Required action: Pictures should not appear in the copy; the records themselves must be written out exactly.

Natural-language object grounding data:
"""

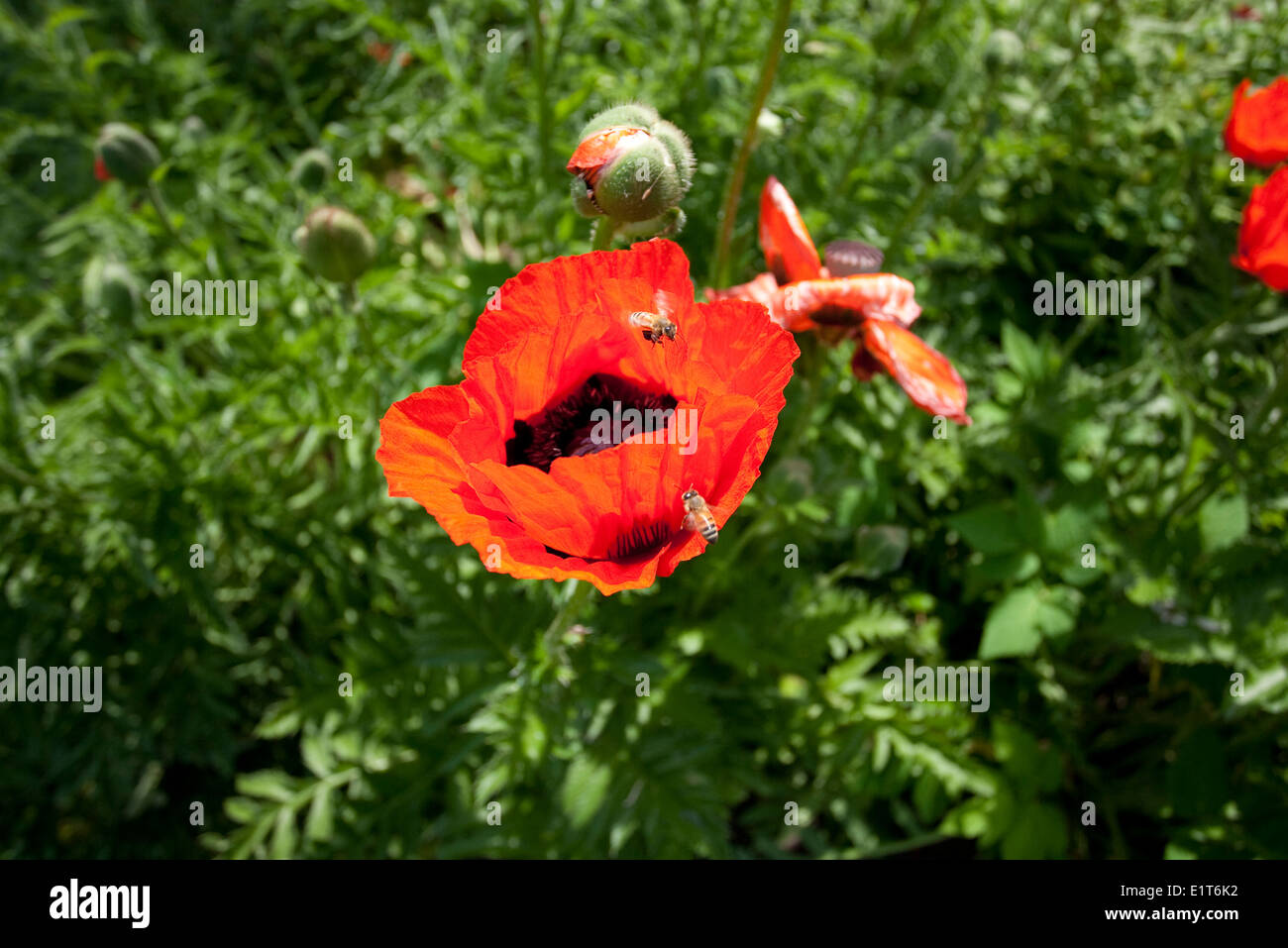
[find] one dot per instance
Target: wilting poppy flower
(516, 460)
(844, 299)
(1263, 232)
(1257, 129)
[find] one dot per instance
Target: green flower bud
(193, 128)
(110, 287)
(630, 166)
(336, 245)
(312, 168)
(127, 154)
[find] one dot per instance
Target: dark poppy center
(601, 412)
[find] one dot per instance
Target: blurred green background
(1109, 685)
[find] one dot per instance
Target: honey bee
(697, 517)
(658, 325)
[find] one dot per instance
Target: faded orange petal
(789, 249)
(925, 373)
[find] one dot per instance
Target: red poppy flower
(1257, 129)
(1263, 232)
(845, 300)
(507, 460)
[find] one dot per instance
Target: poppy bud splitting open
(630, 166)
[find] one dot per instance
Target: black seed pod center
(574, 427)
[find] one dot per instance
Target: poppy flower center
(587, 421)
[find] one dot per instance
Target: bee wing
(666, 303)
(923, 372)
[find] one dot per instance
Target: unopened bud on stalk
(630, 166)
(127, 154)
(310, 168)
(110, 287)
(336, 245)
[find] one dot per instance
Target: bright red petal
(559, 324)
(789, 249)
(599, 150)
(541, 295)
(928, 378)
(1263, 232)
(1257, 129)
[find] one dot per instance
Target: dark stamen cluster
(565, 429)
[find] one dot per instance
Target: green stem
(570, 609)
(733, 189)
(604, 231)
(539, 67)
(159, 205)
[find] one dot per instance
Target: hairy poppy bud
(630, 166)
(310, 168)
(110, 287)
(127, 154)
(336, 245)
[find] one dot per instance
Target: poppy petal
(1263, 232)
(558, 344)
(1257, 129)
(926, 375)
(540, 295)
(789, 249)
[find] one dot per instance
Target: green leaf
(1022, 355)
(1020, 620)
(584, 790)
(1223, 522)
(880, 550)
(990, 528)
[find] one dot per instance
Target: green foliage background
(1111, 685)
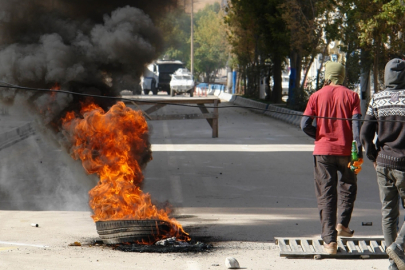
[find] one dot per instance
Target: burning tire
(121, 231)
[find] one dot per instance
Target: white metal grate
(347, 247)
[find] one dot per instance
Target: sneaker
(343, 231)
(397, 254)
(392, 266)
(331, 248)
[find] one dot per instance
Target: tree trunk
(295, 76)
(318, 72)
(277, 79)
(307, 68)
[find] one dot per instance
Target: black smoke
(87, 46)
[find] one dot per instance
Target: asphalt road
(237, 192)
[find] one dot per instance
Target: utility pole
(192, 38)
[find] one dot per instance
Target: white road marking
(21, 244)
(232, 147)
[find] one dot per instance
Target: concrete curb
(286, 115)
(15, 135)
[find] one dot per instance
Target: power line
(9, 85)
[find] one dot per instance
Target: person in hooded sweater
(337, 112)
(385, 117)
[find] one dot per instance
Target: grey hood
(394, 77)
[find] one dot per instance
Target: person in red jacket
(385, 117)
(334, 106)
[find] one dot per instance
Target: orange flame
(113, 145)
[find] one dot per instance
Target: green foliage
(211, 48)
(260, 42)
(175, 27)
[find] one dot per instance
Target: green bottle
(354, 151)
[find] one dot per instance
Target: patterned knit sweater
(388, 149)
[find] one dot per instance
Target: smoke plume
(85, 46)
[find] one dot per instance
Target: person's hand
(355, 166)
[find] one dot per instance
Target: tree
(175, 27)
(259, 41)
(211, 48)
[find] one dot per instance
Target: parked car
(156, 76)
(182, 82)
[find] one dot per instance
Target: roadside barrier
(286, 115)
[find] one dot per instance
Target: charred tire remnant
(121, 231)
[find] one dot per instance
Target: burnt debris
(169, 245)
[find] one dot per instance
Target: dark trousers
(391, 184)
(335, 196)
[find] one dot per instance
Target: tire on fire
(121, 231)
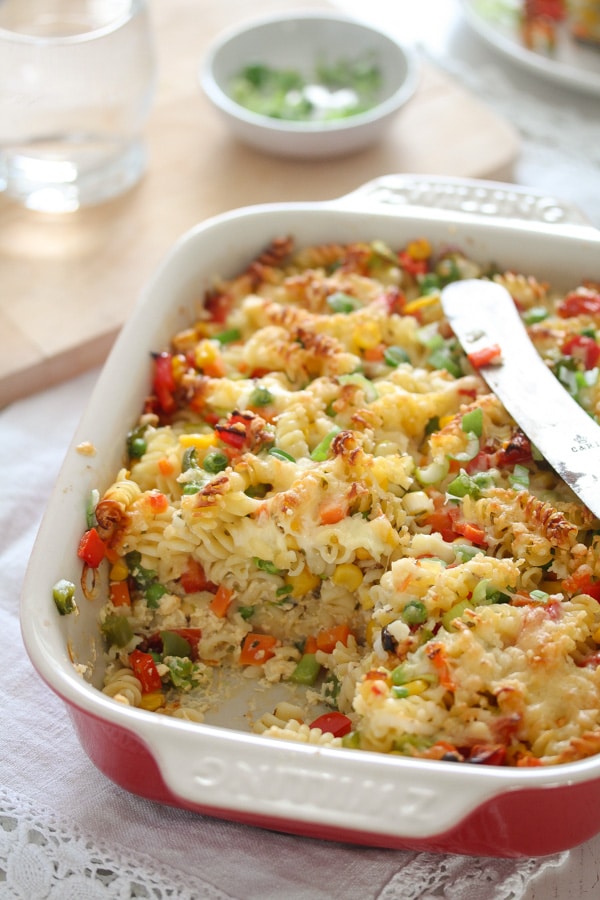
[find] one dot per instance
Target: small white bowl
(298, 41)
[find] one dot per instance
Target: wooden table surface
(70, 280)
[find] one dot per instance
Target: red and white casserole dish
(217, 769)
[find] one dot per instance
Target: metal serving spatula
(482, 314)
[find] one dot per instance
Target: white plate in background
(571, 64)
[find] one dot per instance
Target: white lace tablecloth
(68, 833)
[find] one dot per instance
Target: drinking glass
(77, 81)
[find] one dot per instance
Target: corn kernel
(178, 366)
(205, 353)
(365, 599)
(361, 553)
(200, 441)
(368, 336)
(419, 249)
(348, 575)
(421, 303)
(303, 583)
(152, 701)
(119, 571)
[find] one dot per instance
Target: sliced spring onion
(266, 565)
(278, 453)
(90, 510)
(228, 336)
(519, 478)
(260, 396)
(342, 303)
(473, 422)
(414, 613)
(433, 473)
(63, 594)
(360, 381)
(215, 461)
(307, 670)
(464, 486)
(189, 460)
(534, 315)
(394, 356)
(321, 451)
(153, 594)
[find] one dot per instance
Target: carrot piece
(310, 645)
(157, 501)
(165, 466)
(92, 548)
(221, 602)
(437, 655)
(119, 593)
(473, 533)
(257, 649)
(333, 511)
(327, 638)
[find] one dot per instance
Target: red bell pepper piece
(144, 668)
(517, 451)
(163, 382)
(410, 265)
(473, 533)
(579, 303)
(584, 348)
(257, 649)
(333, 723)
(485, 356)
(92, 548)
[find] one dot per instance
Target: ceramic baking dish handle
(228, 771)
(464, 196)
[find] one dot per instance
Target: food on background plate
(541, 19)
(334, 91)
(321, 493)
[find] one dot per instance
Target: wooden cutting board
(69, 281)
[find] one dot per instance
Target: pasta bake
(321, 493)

"""

Answer to this problem:
[find] one dot per instance
Target: wilting poppy flower
(516, 460)
(844, 299)
(1263, 232)
(1257, 129)
[find] one dot per instance
Target: green flower bud
(193, 128)
(110, 287)
(630, 166)
(336, 245)
(312, 168)
(127, 154)
[find] one dot per instance
Target: dark poppy center
(601, 412)
[find] one dot per instance
Target: blurred green background
(1109, 685)
[find] one dot per instance
Target: honey bee
(697, 517)
(658, 325)
[find] one dot per instance
Target: faded orange petal
(789, 249)
(925, 373)
[find] one dot per instance
Target: red poppy flower
(1257, 129)
(1263, 232)
(845, 300)
(507, 460)
[find] one dot per instance
Target: poppy bud splitting open
(630, 166)
[find] one dot per instance
Target: black seed pod center
(574, 427)
[find] one dot per instance
Target: poppy flower center
(587, 421)
[find] one dot per instance
Target: bee wing
(666, 303)
(923, 372)
[find] one dot per instance
Target: unopened bud on stalk
(630, 166)
(127, 154)
(310, 168)
(110, 287)
(336, 245)
[find] one dot per instance
Target: bright red petal
(559, 324)
(789, 249)
(599, 150)
(541, 295)
(928, 378)
(1263, 232)
(1257, 129)
[find] one dot per instance
Target: dark stamen cluster
(565, 429)
[find] one dot per instance
Target: green stem
(570, 609)
(733, 189)
(604, 231)
(539, 67)
(159, 205)
[find] one dot per instance
Target: hairy poppy bud
(630, 166)
(310, 168)
(110, 287)
(127, 154)
(336, 245)
[find] one dot per instance
Target: poppy petal
(1263, 232)
(558, 344)
(1257, 129)
(926, 375)
(540, 295)
(789, 249)
[find] one dot per instance
Target: green leaf
(1022, 355)
(1020, 620)
(584, 790)
(1223, 522)
(880, 550)
(990, 528)
[find] one dot per instance
Target: green foliage background
(1111, 685)
[find] one dot per instance
Target: burning tire
(121, 231)
[find] one dot per instance
Target: white metal grate
(347, 247)
[find] one dot per instance
Target: sneaker
(343, 231)
(397, 254)
(392, 266)
(331, 248)
[find] one dot per instance
Target: tree trunk
(295, 76)
(318, 72)
(277, 79)
(307, 68)
[find] one dot per instance
Target: black smoke
(87, 46)
[find] one dot per instance
Target: asphalt road
(237, 192)
[find] one dot per instance
Target: utility pole
(192, 38)
[find] one dot per instance
Target: white road marking
(21, 244)
(232, 147)
[find] one dot per instance
Target: concrete curb
(286, 115)
(15, 135)
[find] one dot per instance
Target: power line
(9, 85)
[find] one dot per instance
Target: person in hooded sweater
(337, 112)
(385, 117)
[find] one dot per instance
Target: grey hood
(394, 77)
[find] one dot per instance
Target: person in red jacket
(385, 117)
(334, 106)
[find] one dot per instance
Target: orange flame
(113, 145)
[find] one dot per instance
Target: green foliage
(211, 48)
(260, 42)
(175, 27)
[find] one dot per instance
Target: green bottle
(354, 151)
[find] one dot per instance
Target: patterned knit sweater
(388, 149)
[find] one dot per instance
Target: smoke plume
(85, 46)
[find] one dot per instance
Target: person's hand
(355, 166)
[find] one dot per instance
Target: tree
(175, 27)
(259, 41)
(211, 48)
[find] one dot per instance
Target: parked car
(156, 76)
(182, 82)
[find] one dot per instance
Target: roadside barrier
(286, 115)
[find] one dot per instance
Target: charred tire remnant
(121, 231)
[find] one dot per instance
Target: burnt debris
(169, 245)
[find] one dot per instance
Target: dark trousers
(391, 184)
(335, 196)
[find] one dot per instance
Target: tire on fire
(121, 231)
[find] one dot per instance
Target: small white bowl
(298, 41)
[find] one dot per instance
Target: wooden table surface
(70, 280)
[find] one dot per instance
Target: red and white casserole dish
(217, 769)
[find] one dot per instance
Target: metal serving spatula
(482, 314)
[find] one dot per instance
Target: white plate in background
(571, 64)
[find] one dot per instance
Target: white lace tablecloth
(68, 833)
[find] one dot per instance
Target: drinking glass
(77, 81)
[find] one dot per instance
Target: corn kernel
(178, 366)
(205, 353)
(365, 599)
(361, 553)
(200, 441)
(368, 336)
(419, 249)
(348, 575)
(421, 303)
(303, 583)
(152, 701)
(119, 571)
[find] one dot per instance
Target: sliced spring onion
(266, 565)
(278, 453)
(90, 510)
(228, 336)
(519, 478)
(260, 396)
(342, 303)
(473, 422)
(414, 613)
(433, 473)
(63, 594)
(360, 381)
(215, 461)
(307, 670)
(464, 486)
(189, 460)
(534, 315)
(394, 356)
(321, 451)
(153, 594)
[find] one dot per instance
Target: carrot piece
(310, 645)
(157, 501)
(165, 466)
(92, 548)
(221, 602)
(437, 655)
(119, 593)
(473, 533)
(257, 649)
(333, 511)
(327, 638)
[find] one dot per instance
Target: red bell pepper piece
(144, 668)
(517, 451)
(163, 382)
(410, 265)
(473, 533)
(579, 303)
(584, 348)
(257, 649)
(333, 723)
(485, 356)
(92, 548)
[find] one dot per instance
Target: ceramic baking dish handle
(228, 771)
(464, 196)
[find] one dot per instance
Target: food on background plate
(541, 19)
(334, 91)
(321, 493)
[find] one dot per instance
Target: wooden cutting board
(69, 281)
[find] one dot per instance
Target: pasta bake
(321, 493)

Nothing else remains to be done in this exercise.